Pancreastransplantatie

Operartie waarbij de alvleesklier (pancreas) van een overleden donor getransplanteerd bij een patiënt van wie de eigen pancreas niet meer voldoende functioneert.

Afspraken

Abdominale transplantatiechirurgie en -coördinatie

Complexe ingreep

Een pancreastransplantatie is een complexe ingreep en kan met levensbedreigende verwikkelingen gepaard gaan. Daarom wordt een pancreastransplantatie enkel uitgevoerd bij patiënten met ernstige en levensbedreigende verwikkelingen van diabetes.

Samen met niertransplantatie

Een pancreastransplantatie wordt in de meeste gevallen samen met een nier van dezelfde donor getransplanteerd wanneer u ook eind-stadium nierfalen heeft.

Verloop

Duur: ongeveer 8 uur. De ingreep wordt door abdominale transplantatiechirurgen uitgevoerd.

Een pancreastransplantatie verloopt meestal samen met een niertransplantatie.

  • De donorpancreas wordt in uw buikholte getransplanteerd.
  • Bloedvaten van de donorpancreas worden op uw eigen bloedvaten aangesloten en gehecht.
  • De pancreas wordt achter de rechter dikke darm geplaatst.
Transplanteren van de donorpancreas in uw buikholte. Bloedvaten van de donorpancreas worden op uw eigen bloedvaten gehecht.

Transplanteren van de donorpancreas in uw buikholte. Bloedvaten van de donorpancreas worden op uw eigen bloedvaten gehecht.

┄┄┄┄┄┄

Uit te voeren
1. Dupliceer het gedeelte van de tekst over pancreastransplantatie van "Een pancreastransplantatie is" tot en met "verwikkelingen van diabetes." zonder wijzigingen.
2. Op welke plaats wordt de donorpancreas volgens de tekst over pancreastransplantatie in de buikholte gelegd?
3. Schrijf het vervolg van de tekst over pancreastransplantatie, aansluitend op de laatste zin ervan.

Beschikbare gegevens

┄┄┄┄┄┄

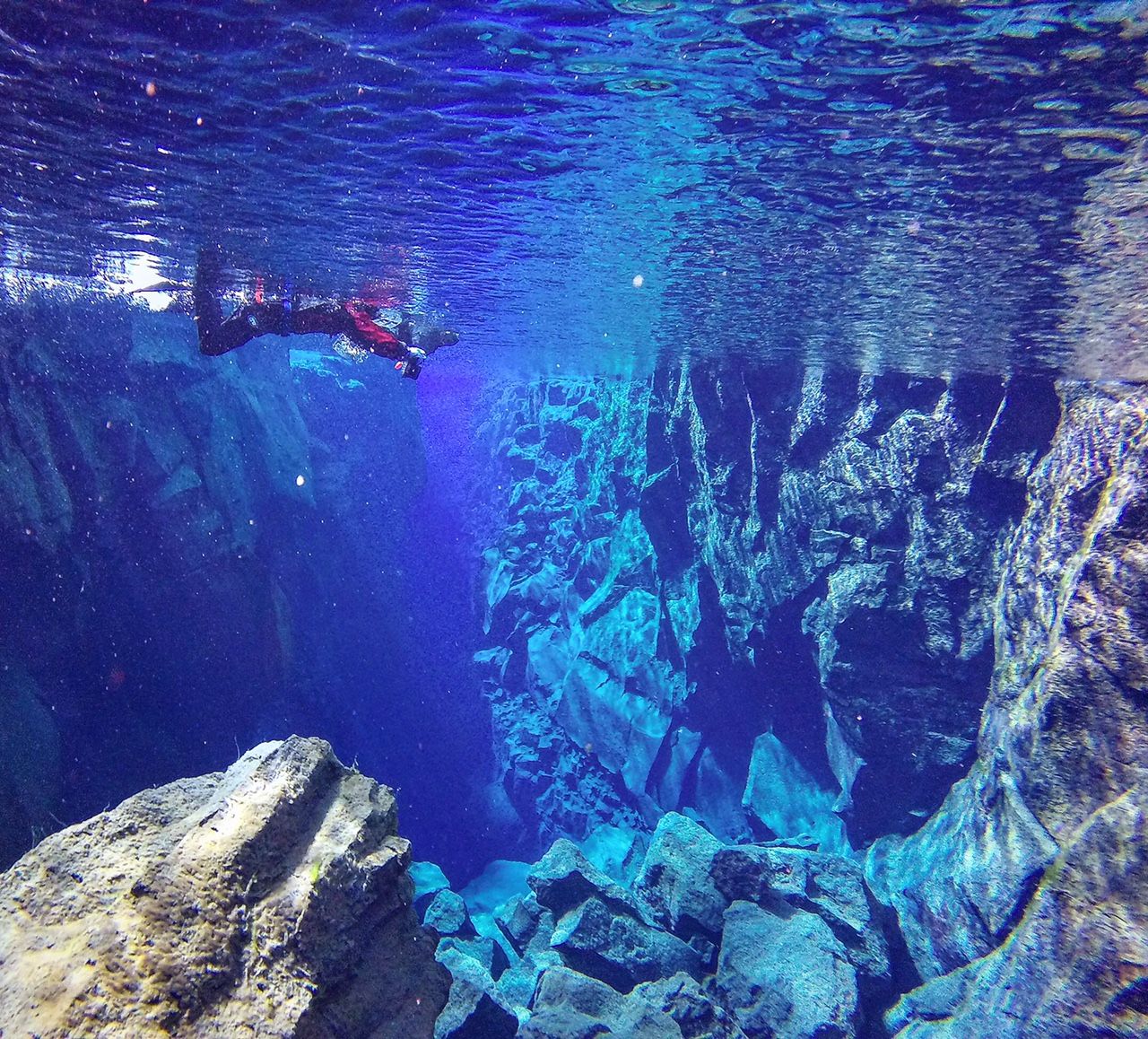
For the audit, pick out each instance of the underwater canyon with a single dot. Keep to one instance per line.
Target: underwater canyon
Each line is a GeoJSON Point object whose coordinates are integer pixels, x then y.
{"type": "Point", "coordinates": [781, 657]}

┄┄┄┄┄┄

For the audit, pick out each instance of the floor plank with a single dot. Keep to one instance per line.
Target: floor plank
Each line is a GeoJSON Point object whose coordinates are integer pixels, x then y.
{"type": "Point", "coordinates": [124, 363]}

┄┄┄┄┄┄

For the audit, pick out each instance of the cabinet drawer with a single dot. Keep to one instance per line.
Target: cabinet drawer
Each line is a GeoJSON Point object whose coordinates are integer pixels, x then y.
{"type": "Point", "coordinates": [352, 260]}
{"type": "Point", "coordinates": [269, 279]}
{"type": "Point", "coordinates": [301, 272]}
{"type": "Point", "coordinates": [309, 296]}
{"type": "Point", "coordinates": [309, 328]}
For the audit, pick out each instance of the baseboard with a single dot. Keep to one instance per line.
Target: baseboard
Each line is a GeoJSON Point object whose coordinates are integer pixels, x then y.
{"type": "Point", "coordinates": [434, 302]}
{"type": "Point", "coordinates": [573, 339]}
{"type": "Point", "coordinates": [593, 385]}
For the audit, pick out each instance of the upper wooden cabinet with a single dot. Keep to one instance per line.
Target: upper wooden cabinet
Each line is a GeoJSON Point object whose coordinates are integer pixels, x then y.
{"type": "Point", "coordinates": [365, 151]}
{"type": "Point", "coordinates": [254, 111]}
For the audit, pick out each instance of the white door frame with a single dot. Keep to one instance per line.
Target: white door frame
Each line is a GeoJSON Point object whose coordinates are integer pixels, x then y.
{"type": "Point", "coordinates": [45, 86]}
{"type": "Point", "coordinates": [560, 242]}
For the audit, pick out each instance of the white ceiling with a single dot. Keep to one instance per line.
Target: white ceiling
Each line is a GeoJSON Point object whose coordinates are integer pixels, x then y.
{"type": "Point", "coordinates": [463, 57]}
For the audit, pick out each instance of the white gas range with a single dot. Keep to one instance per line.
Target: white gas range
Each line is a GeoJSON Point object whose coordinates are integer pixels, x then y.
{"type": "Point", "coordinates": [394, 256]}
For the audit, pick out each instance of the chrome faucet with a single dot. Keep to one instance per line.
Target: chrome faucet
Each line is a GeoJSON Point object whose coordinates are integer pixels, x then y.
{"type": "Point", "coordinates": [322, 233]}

┄┄┄┄┄┄

Antwoordenlijst
1.
Een pancreastransplantatie is een complexe ingreep en kan met levensbedreigende verwikkelingen gepaard gaan. Daarom wordt een pancreastransplantatie enkel uitgevoerd bij patiënten met ernstige en levensbedreigende verwikkelingen van diabetes.

2. Achter de rechter dikke darm.

3.
Verteringssappen

Naast insuline maakt de pancreas ook verteringssappen aan, die ook moeten worden omgeleid.

De donorpancreas wordt daarom altijd met een stukje twaalfvingerige darm (duodenum) getransplanteerd. Daarmee wordt er een verbinding gemaakt tussen dit stuk darm en uw eigen dunne darm.

Af en toe wordt er gekozen om de verteringssappen naar de blaas af te leiden. Dit komt vooral voor als enkel de pancreas wordt getransplanteerd, zonder een gelijktijdige niertransplantatie. 

Nazorg

Na de ingreep moet u rekenen op minstens 2 weken hospitalisatie.

De eerste week mag u niet eten om uw nieuwe pancreas rust te bieden. Tijdens deze periode krijgt u voeding via een infuus.

Opvolging na ontslag

Na de transplantatie moet u levenslang immuunsuppressieve medicatie nemen. Die medicatie onderdrukt uw eigen afweersysteem om zo de afstoting van het orgaan te voorkomen.

U wordt ook levenslang opgevolgd door de dienst nefrologie en endocrinologie.